TASK DESCRIPTION
Write out, character for character, the line containing "of the green" and all lines after it up to the end of the listing.

SUPPLIED DATA
----------------

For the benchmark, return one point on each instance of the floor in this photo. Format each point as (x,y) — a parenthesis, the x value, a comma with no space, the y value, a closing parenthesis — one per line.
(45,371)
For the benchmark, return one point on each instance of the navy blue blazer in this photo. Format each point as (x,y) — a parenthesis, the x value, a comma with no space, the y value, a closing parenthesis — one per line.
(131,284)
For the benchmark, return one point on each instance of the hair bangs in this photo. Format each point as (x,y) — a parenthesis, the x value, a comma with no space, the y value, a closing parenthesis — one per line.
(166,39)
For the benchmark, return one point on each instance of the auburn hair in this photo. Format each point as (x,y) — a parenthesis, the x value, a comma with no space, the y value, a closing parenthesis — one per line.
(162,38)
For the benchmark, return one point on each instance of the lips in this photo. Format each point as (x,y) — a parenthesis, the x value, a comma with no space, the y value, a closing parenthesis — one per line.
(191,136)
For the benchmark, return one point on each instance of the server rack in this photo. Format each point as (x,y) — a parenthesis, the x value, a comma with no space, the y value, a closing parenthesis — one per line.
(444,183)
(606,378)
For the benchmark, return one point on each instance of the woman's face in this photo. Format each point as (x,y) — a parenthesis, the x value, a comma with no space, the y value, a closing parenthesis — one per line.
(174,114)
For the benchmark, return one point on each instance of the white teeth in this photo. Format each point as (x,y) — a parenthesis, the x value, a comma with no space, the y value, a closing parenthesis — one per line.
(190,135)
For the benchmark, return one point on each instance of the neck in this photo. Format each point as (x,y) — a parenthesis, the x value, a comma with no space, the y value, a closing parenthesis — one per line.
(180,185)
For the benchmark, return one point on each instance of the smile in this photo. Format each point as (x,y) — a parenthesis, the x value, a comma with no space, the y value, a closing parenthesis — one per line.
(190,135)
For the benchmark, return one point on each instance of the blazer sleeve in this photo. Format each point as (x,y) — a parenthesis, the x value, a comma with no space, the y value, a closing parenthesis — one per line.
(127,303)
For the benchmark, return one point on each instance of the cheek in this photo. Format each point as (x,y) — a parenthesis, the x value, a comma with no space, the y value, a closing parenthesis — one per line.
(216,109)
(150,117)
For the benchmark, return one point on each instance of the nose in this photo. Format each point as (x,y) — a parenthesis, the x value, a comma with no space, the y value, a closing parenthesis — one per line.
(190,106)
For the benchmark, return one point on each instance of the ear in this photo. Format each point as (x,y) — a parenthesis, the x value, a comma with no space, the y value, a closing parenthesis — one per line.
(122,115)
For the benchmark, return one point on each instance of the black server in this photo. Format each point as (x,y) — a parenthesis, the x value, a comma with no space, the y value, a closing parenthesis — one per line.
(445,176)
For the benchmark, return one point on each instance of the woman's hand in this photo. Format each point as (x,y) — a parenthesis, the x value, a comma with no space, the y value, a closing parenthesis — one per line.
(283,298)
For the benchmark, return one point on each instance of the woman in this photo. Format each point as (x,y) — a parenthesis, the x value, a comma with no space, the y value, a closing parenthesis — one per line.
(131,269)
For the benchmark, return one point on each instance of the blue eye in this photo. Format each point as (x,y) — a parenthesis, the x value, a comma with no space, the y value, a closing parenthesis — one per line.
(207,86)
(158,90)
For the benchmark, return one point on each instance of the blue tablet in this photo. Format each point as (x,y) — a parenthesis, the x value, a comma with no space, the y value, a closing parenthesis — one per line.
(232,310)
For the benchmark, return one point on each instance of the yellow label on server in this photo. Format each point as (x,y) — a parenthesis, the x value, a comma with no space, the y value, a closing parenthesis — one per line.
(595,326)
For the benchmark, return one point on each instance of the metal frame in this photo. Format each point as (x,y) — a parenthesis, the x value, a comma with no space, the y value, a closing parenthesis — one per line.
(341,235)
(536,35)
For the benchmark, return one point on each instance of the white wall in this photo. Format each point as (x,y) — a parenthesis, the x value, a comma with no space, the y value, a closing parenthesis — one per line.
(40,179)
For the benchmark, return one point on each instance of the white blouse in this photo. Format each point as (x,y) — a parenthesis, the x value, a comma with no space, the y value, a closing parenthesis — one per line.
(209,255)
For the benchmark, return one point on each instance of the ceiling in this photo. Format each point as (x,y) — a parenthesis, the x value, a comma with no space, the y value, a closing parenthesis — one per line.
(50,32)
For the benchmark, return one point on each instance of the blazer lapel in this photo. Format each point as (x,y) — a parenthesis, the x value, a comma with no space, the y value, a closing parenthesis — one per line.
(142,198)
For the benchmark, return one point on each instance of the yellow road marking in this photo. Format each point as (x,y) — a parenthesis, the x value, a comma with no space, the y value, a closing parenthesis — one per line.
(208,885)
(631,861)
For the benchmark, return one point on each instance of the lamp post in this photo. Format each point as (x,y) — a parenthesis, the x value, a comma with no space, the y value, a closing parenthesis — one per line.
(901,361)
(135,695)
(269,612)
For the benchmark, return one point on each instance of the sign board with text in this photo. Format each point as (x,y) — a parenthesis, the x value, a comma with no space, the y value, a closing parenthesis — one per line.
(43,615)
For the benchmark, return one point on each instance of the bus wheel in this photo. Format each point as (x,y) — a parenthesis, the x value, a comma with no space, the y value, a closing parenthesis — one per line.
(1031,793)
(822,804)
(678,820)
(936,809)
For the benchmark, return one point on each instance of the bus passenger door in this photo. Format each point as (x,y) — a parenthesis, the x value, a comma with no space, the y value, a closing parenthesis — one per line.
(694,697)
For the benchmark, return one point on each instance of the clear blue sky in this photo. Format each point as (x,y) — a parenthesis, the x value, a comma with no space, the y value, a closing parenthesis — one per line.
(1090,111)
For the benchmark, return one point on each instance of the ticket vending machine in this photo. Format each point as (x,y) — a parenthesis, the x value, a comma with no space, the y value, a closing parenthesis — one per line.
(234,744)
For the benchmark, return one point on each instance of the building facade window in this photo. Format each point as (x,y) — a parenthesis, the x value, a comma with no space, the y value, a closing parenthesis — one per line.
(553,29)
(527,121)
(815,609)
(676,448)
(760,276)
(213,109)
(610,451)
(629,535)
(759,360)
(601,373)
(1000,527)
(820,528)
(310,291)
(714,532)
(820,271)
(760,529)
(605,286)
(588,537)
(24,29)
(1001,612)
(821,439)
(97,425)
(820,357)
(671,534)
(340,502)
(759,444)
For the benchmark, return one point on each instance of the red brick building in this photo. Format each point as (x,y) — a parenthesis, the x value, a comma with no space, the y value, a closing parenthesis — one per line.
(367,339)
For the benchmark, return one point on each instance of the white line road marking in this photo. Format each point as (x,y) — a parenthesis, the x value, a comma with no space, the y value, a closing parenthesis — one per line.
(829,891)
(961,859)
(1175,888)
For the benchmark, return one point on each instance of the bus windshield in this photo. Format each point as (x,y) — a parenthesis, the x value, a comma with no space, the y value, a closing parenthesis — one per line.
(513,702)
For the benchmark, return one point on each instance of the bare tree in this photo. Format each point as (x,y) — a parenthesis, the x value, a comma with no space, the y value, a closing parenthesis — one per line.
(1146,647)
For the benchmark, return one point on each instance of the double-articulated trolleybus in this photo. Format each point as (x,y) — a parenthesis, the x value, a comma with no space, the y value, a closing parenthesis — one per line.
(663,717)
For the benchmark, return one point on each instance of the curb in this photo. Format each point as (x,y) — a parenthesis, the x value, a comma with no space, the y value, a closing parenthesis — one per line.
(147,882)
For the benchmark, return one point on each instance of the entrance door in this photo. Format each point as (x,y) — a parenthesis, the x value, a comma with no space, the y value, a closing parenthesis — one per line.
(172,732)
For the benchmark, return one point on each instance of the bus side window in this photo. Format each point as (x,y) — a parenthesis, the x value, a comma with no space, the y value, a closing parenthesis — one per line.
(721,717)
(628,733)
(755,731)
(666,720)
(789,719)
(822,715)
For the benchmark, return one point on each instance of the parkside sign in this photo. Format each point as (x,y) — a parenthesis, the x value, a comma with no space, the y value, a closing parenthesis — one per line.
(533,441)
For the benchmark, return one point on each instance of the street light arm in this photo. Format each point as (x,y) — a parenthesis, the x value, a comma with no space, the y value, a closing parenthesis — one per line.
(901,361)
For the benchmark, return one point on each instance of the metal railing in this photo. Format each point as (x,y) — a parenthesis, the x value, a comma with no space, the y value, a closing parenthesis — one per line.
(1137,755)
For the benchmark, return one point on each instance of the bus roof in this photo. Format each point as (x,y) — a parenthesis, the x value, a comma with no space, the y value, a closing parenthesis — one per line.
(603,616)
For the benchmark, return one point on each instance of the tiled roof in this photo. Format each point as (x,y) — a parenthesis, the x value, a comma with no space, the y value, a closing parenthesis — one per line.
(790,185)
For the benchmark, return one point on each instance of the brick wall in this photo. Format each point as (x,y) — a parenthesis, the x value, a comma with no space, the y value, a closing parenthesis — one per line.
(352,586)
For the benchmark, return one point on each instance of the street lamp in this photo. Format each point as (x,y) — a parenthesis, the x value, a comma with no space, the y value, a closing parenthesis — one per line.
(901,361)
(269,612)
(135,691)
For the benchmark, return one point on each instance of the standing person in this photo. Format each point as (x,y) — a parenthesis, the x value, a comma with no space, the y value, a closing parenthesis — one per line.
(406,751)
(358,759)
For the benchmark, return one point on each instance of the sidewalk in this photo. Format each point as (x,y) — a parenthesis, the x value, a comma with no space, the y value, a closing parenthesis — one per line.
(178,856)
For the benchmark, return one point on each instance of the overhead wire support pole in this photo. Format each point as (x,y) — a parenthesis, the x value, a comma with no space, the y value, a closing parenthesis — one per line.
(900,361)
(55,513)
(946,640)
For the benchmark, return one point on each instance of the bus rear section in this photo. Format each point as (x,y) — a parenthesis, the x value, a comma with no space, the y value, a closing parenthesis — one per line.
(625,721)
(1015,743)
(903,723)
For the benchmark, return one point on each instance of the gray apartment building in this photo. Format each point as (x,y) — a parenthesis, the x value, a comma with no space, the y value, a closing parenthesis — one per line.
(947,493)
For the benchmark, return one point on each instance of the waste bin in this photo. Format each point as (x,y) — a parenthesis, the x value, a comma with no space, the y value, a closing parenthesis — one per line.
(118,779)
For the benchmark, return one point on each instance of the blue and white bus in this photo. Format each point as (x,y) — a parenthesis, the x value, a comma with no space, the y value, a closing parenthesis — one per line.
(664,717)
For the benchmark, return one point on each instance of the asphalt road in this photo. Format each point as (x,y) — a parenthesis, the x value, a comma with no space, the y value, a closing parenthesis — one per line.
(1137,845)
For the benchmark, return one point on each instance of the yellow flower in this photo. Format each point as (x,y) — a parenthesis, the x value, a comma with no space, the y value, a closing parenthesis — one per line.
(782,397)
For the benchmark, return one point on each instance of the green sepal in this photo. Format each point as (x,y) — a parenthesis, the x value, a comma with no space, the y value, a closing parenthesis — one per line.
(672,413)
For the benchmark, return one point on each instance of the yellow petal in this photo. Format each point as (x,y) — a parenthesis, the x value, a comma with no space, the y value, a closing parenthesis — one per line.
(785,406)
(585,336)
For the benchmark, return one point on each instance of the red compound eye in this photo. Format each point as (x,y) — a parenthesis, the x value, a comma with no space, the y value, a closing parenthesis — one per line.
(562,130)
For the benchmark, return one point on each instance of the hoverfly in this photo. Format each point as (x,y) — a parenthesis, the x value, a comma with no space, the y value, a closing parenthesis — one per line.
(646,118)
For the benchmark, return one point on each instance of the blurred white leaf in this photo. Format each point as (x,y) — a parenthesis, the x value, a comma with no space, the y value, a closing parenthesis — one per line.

----------------

TASK SOLUTION
For the benchmark, return one point on each instance of the green sepal in this photo. Format each point as (x,y) — a parenthesis, the x value, a comma with no space, the y value, a closing parenthesis — one per line.
(672,413)
For the benchmark, return one point on each instance of the yellow petal in this photo. Format each point as (x,y) — a parenthesis, the x value, a comma with no space, the y value, a closing parenthesis — one per line.
(785,406)
(585,336)
For the benchmark, return one point on each instance of the red compound eye in this photo. Format each point as (x,y) — a parenthesis, the x value, a comma with no space, the y value, a closing parenthesis — one per line.
(562,130)
For the benchmark, return one point on each instance of the hoverfly in this photo. Format each point as (x,y) — a parenthesis, the x value, a comma with no space, the y value, a closing parenthesis — one per line.
(646,118)
For the benchmark, return one point on each instance of the blurred white leaf in this photo. Format each point as (x,y) — a parenthesis, the x value, a comma with no space, the y value, a closing parenthesis — one per line.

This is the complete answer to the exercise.